Request
Please repeat the lines below, swapping "pixel coordinates" for "point coordinates" everywhere and leaving everything else as it is.

>>>>>

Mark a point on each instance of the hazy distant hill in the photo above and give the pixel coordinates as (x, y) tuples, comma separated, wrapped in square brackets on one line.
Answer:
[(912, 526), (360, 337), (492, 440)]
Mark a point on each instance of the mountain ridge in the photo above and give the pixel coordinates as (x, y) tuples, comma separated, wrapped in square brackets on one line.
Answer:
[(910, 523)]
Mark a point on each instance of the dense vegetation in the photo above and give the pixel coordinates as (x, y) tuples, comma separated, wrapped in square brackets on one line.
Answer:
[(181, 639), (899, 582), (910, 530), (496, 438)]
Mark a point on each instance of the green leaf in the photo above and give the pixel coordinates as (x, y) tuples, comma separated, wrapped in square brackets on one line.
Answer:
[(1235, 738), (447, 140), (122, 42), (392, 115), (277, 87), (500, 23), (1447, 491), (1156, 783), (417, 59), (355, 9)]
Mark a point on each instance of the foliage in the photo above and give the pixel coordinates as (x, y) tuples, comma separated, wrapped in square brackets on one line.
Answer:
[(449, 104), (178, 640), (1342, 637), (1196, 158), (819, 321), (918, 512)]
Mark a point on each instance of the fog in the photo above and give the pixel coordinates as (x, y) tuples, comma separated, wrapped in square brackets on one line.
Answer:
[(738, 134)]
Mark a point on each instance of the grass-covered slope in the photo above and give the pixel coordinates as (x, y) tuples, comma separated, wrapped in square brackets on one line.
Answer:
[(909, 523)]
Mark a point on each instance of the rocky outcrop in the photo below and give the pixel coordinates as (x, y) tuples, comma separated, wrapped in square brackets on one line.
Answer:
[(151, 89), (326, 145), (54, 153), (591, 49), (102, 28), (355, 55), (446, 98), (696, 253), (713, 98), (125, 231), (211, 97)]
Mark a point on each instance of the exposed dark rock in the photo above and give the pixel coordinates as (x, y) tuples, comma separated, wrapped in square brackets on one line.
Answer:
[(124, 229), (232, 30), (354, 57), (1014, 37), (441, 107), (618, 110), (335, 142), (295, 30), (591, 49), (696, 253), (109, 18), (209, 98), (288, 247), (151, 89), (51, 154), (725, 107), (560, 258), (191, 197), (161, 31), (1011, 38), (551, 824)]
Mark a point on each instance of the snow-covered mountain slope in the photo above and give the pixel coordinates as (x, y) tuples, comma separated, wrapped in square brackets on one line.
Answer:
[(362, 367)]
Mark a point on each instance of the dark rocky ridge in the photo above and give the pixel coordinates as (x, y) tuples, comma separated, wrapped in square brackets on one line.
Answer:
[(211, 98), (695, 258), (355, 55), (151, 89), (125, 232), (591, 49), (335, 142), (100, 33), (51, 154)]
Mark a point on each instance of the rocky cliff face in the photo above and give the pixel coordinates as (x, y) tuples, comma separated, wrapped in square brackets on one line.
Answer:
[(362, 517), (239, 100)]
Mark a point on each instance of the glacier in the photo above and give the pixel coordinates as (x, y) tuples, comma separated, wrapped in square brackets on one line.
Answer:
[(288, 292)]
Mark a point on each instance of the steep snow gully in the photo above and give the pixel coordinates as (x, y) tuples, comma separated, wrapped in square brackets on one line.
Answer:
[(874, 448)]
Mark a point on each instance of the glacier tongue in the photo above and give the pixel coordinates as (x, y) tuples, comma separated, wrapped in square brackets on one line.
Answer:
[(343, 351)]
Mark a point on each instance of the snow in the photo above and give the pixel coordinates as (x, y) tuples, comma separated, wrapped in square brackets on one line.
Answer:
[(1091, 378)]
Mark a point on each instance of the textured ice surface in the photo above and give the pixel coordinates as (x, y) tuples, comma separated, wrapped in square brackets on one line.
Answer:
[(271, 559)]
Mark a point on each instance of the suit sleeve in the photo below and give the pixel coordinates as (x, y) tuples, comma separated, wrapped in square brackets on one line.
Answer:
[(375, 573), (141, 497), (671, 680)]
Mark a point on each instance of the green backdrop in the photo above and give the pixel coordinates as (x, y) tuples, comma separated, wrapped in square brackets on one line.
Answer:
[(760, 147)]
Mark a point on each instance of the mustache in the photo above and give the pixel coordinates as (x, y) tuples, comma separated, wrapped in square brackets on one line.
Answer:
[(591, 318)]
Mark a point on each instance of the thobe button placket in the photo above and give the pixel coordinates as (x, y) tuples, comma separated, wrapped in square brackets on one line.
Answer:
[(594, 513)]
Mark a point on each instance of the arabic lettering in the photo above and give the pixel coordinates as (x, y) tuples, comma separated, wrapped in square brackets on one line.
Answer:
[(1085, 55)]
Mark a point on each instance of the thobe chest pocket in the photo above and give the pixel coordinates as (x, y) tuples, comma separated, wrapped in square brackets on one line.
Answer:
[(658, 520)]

<<<<<

Answer
Mark a point on each instance of the hazy distant hill in the photo above and give the point coordinates as (x, y) tuples, comma separated, wrapped in square brackets on one line.
Answer:
[(912, 526), (360, 337), (492, 440)]
Mark a point on each instance of the mountain ridge in the photo above and give the point coordinates as (x, y) tuples, comma separated, wrapped in square brackets on one line.
Answer:
[(910, 523)]
Mark a point on each instance of the dense vegetation in the photo above and give the point coordinates as (x, y) tuples, comma separated, wrapped in square brackets on one line.
Answer:
[(181, 639), (899, 582), (910, 530), (496, 438)]
Mark a point on each instance of the green leaf in the photo above and give the point coordinates as (x, y) tuples, comma separated, wrapped in square brackets on one line.
Answer:
[(1235, 738), (447, 140), (122, 42), (392, 115), (277, 87), (500, 23), (1447, 491), (1156, 783), (417, 59), (355, 9)]
Mark a point on each instance of the foliage in the photo above and give the point coordinates as (x, y) tuples, comma separated, wrapped in square brackets on one line.
Answer:
[(449, 104), (178, 640), (1342, 637), (1196, 158), (819, 321), (918, 512)]
Mark a point on each instance of the fog in the photo above and give the point coordinates as (x, y) tuples, comma separated, wrapped in square brackets on one line.
Answer:
[(738, 134)]
Mark a point on each instance of the grass-covered slope in the photo above and give the point coordinates as (x, y) tuples, comma separated, wrapped in square brackets on one line.
Answer:
[(909, 523)]
Mark a point on each instance of the rocky outcrop in the photo below and give the point coordinates as (x, y) tuples, comma separated, wrapped in square brackets on one line.
Answer:
[(151, 89), (326, 145), (54, 153), (591, 49), (102, 28), (355, 55), (446, 98), (696, 253), (713, 98), (125, 231), (211, 97)]
Mark a point on each instance of the exposed dark rock in the photo above and give the point coordinates as (x, y) tuples, comma separated, wrapped in square brackets on one line.
Answer:
[(124, 229), (232, 30), (354, 57), (1014, 37), (441, 107), (618, 110), (335, 142), (295, 30), (591, 49), (696, 253), (109, 18), (209, 98), (288, 247), (151, 89), (51, 154), (725, 107), (560, 258), (191, 197), (161, 31), (1011, 38), (551, 824)]
Mark a point on each instance of the snow-covered mountain slope in the photo above and give the point coordinates as (x, y) tuples, comma separated, wrapped in square brackets on one line.
Answer:
[(362, 367)]
Mark a point on each instance of the dark rocky ridge in the photo above and give the point coordinates as (x, y) tuples, comma separated, wrapped in square brackets on one line.
Answer:
[(211, 98), (695, 258), (355, 55), (151, 89), (125, 232), (591, 49), (335, 142), (100, 33), (51, 154)]
Mark a point on each instance of the rocky cliff face in the photo above and give the point coordinates as (x, y) tuples, comma separated, wrapped in square brackets on one line.
Answer:
[(362, 517), (239, 100)]
Mark a point on each instance of the glacier in the photo above and give the point coordinates as (x, y) tuples, comma separated, wrapped in square brackets on one line.
Answer:
[(288, 292)]
Mark a point on each instance of the steep snow gully in the photo above and give the point coordinates as (x, y) tuples, comma separated, wrapped in square brackets on one line.
Answer:
[(874, 448)]
Mark a point on each instance of the glacier tongue in the photo above and give the point coordinates as (x, y) tuples, comma separated, wrapped in square brackets on one line.
Answer:
[(343, 351)]
Mark a point on each instance of the snow in the photo above and give the point coordinates as (x, y) tuples, comma separated, wrapped in square brackets on one line.
Answer:
[(1091, 378)]
Mark a point on each instance of the textured ice surface in the photo above and give the point coordinates as (x, y) tuples, comma separated, wrapped in square brackets on one line.
Answer:
[(271, 559)]
Mark a point on each instance of the suit sleeve in the photo below and give the point coordinates as (x, y) tuples, comma separated, wrapped in square brackets on one line.
Answer:
[(375, 573), (141, 497), (671, 680)]
Mark a point on each instance of the green backdrop in the photo above and give the point coordinates as (x, y) tuples, comma separated, wrapped in square brackets on one line.
Answer:
[(760, 147)]
Mark a point on each instance of the mustache in the photo above and give the point coordinates as (x, y) tuples, comma separated, wrapped in square brackets on one line.
Answer:
[(591, 318)]
Mark a point on each instance of the thobe button placket in the photo above and give the point coordinates as (x, y) tuples, comma separated, wrapped in square brackets on one line.
Answer:
[(594, 513)]
Mark a point on each instance of the arabic lettering in the photo above and give the point coordinates as (x, y) tuples, comma separated, wrapped in square brackets on one line.
Answer:
[(1085, 55)]
Mark a point on each instance of the thobe chest pocket in the photo above and give the point coordinates as (x, y) tuples, comma separated, wrapped in square brackets on one line.
Answer:
[(658, 520)]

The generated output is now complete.